Texto propuesto:
23 de octubre de 2014

Julio Camba: La casa de Lúculo

—Te entrego mi estómago, un poco estropeado por las salsas al por mayor—le dije al darle posesión de su cargo—, y espero que me lo trates bien. El estómago es el alma del escritor. Con un poco de acidez o de flatulencia, yo haría una literatura triste y perdería lectores. Al nombrarte mi cocinera, te nombro, en realidad, mi colaboradora. Hazme guisos sencillos, sabrosos y sanos, y de este modo tendremos siempre el respeto de la crítica y la aceptación del público. (Julio Camba, La rana viajera, 1920)

Julio Camba nació en Vilanova de Arousa, Pontevedra, en 1882. Aunque publicó alguna novela, el grueso de su obra son sus artículos periodísticos, la mayoría hoy recopilados en volúmenes agrupados por categoría. Desplazado como corresponsal a diversos puntos del planeta (Reino Unido, Francia, Alemania, EE.UU., etc.), desarrolló una visión del mundo cosmopolita y gallega al mismo tiempo, lo cual, unido a una elegantísima ironía e impecable lenguaje, dota a sus artículos de fácil, interesante y agradable lectura.


Así mismo, fue un excelente gastrónomo (¿algún gallego no lo es?) y, en 1929, publicó una colección de artículos sobre el tema culinario, algunos escritos ex profeso para la edición, bajo el título "La casa de Lúculo o el arte de bien comer" (subtitulado "Nueva fisiología del gusto", en alusión a la obra de Brillat-Savarin), donde, además de narrar experiencias en estómago propio, muestra un profundo conocimiento de los alimentos, cocinas, usos y costumbres de países y paisanos; obra a la que Gastrofábulas le dedica hoy merecidísima atención:

EL AJO

La cocina española está llena de ajo y de preocupaciones religiosas. El ajo mismo yo no estoy completamente seguro de que no sea una preocupación religiosa y, por lo menos, creo que es una superstición. Las mujeres de mi tierra natal suelen llevarlo en la faltriquera para espantar a las brujas, y sólo cuando el bulbo liliáceo ha perdido su virtud mágica en fuerza de rozarse con la calderilla, se deciden a echarlo en la cazuela. Es decir, que el ajo lo mismo sirve para espantar brujas que para espantar extranjeros. También sirve para darle al viandante gato por liebre en las hosterías, y aquí quisiera ver yo a los famosos catadores de la corte del rey Sol, que, al comer un muslo de faisán, averiguaban, por la firmeza de la carne, si aquel muslo correspondía a la pata que el faisán replegaba para dormirse o a la otra. Una de nuestras mayores hazañas culinarias la hemos realizado en la ciudad de Olvera al hacerle tomar estofado de burro a un destacamento bonapartista; pero no nos envanezcamos excesivamente. Aderezado con ajo, todo sabe a ajo, y los hosteleros, que para darle a uno gato por liebre, emplean además del ajo un relleno de tocino y perdigones, podrán saltarle a uno una muela, pero no aumentarán nunca su convicción.

Registros de datos:
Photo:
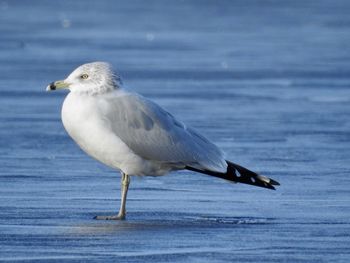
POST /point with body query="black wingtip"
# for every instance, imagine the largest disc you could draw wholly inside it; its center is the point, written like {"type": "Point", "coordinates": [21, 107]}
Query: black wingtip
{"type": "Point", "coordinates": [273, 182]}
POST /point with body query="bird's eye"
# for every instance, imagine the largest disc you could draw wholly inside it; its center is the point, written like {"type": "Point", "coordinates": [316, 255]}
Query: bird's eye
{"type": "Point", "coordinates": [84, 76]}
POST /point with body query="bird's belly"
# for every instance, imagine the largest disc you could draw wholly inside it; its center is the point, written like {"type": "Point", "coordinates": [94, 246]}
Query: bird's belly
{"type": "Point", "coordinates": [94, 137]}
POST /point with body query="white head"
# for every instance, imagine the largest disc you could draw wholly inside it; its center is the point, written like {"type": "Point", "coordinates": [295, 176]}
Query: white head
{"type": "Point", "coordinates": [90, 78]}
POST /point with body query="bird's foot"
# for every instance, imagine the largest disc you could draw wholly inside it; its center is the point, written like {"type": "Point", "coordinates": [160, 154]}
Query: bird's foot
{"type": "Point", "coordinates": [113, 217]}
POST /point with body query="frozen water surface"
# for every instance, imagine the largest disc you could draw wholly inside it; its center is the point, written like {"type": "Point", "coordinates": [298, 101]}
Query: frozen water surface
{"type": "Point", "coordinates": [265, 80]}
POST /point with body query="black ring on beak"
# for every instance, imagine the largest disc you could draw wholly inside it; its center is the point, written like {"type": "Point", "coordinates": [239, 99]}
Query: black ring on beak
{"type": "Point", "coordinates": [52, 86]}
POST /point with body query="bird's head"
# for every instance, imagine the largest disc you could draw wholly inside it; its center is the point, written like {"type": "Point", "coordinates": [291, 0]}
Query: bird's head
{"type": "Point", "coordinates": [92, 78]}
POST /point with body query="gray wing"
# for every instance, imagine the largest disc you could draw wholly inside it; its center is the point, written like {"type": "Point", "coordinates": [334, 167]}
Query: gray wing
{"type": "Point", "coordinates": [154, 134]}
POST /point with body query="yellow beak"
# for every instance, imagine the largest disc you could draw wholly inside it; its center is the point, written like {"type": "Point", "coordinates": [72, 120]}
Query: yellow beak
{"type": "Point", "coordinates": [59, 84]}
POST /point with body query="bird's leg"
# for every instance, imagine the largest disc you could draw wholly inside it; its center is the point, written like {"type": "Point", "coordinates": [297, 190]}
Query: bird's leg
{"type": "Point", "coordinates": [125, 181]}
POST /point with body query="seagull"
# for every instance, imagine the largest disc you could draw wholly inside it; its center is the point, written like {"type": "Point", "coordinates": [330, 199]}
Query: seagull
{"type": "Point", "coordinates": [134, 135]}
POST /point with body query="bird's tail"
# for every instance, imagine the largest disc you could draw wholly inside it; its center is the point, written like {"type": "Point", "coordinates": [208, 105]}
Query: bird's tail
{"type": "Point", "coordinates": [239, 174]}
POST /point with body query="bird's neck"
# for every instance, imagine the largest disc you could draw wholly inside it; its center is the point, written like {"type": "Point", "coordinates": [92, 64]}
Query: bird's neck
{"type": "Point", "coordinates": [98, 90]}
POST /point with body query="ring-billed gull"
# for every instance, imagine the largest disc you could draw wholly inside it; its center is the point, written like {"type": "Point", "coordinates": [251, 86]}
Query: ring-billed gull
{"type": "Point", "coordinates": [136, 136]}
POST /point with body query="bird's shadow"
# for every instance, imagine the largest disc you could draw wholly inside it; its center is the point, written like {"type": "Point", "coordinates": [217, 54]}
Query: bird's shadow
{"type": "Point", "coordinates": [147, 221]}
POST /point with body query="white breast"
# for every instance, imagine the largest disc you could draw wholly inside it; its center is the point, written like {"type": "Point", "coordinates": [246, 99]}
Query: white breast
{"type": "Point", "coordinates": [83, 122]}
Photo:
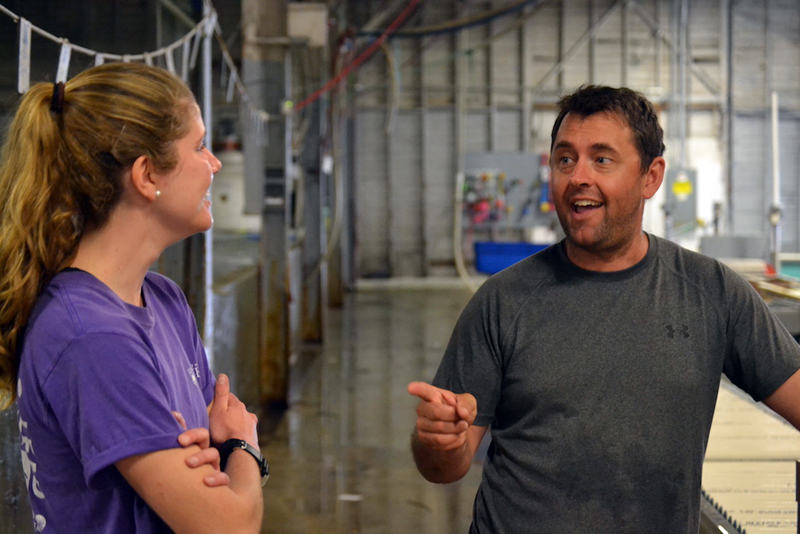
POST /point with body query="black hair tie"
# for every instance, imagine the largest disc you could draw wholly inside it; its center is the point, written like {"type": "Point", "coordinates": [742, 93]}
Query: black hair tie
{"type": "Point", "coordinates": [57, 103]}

Qué hacer:
a - Reproduce con total fidelidad el pasaje del texto sobre Julio Camba que va de "23 de octubre" a "rana viajera, 1920)", ambos incluidos.
b - Según el texto sobre Julio Camba, ¿en qué ciudad se le hizo tomar estofado de burro a un destacamento bonapartista?
c - Escribe la continuación del texto sobre Julio Camba a partir de su última oración.

Resultados:
a -
23 de octubre de 2014

Julio Camba: La casa de Lúculo

—Te entrego mi estómago, un poco estropeado por las salsas al por mayor—le dije al darle posesión de su cargo—, y espero que me lo trates bien. El estómago es el alma del escritor. Con un poco de acidez o de flatulencia, yo haría una literatura triste y perdería lectores. Al nombrarte mi cocinera, te nombro, en realidad, mi colaboradora. Hazme guisos sencillos, sabrosos y sanos, y de este modo tendremos siempre el respeto de la crítica y la aceptación del público. (Julio Camba, La rana viajera, 1920)

b - En Olvera.

c -
No digo que sólo en España se utilice el ajo como condimento. Todo el Mediterráneo trasciende a ajo, y, aun dentro de la misma Francia, país de una cocina tan refinada, los marselleses hablan con un acento que, en su cincuenta por ciento, no tiene nada que ver con la prosodia, sino que es únicamente olor de ajos. Es en España, sin embargo, donde el ajo ha tomado verdadera carta de naturaleza, y, acostumbrado a su sabor, el español encuentra insípidas todas las comidas que no lo contienen. «Del cíclope al golpe, ¿qué pueden las risas de Grecia?» —preguntaba el poeta—. ¿Qué puede la trufa —pregunto yo a mi vez— en el país del ajo? Los españoles nos cauterizamos con ajo el paladar, así como los yanquis se lo cauterizan con alcoholes helados y contradictorios —véase el capítulo sobre las bebidas americanas—, y si nuestras cocineras son tan aficionadas al ajo, no es porque este condimento les sirva para hacer una buena comida, sino, al contrario, porque les sirve para no tener que hacerla.

Está, no obstante, muy lejos de mí el propósito de negar todas las excelencias del ajo. Utilizado hábilmente, el ajo puede servir, por ejemplo, para neutralizar el olor a lana del carnero, olor que, en un jigote, viene a ser algo así como lo que sería en un traje el sabor a asado. Tampoco opino que se deba prescindir del ajo en las sopas de ajo, aunque hay por ahí quien presume de fumar tabaco desnicotinizado y de tomar café sin cafeína. Lo único que digo es que el ajo es un arma de dos filos con la que se puede hacer pasable un alimento mediocre y con la que se puede destruir un manjar de primera clase.

Burro de Olvera: la anécdota pudiera ser cierta. Al parecer lo refiere Albert Jean Michel de Rocca, teniente de húsares que contó sus vivencias en la Guerra de la Independencia. Se dice que, a los franceses que combatieron en Andalucía, cuando se quejaban de una comida les espetaban en tono de burla: "Vous avez mange de l'ane a Olvera!" (¡Tú que comiste burro en Olvera!).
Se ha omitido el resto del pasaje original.